### [Task prompt]
Copy the material below line for line without any changes, leaving out the picture.

——————

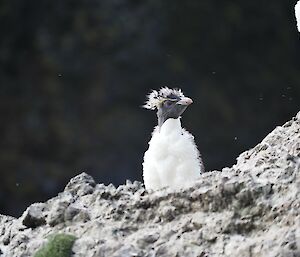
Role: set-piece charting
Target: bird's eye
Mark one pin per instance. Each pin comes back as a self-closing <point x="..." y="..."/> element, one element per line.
<point x="168" y="103"/>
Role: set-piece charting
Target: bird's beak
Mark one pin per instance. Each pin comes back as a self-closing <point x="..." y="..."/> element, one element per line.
<point x="185" y="101"/>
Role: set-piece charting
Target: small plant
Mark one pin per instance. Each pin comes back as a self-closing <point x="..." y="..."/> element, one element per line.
<point x="59" y="245"/>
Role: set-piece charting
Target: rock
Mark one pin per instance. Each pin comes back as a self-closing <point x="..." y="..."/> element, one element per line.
<point x="33" y="217"/>
<point x="251" y="209"/>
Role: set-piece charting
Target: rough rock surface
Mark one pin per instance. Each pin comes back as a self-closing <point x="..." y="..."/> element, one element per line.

——————

### [Solved problem]
Role: set-piece charting
Target: bird's eye
Mark one pin per instance. Each pin comes back as a self-closing <point x="..." y="..."/> element, one element per line.
<point x="168" y="103"/>
Role: set-piece charting
Target: bird's beak
Mark one pin per instance. Each pin comes back as a self-closing <point x="..." y="..."/> element, one element per line.
<point x="185" y="101"/>
Role: set-piece charting
Target: small plant
Mark one pin per instance. Each pin comes back as a self-closing <point x="..." y="..."/> element, one element per line.
<point x="59" y="245"/>
Role: set-piece charting
Target: rock
Mark one pin per instance. Each pin comes back as a self-closing <point x="..." y="..."/> element, one element per line.
<point x="33" y="217"/>
<point x="251" y="209"/>
Role: set-piece charting
Target: rough rock surface
Mark one pin per instance. Each pin comes back as a self-closing <point x="..." y="..."/> element, one element per line.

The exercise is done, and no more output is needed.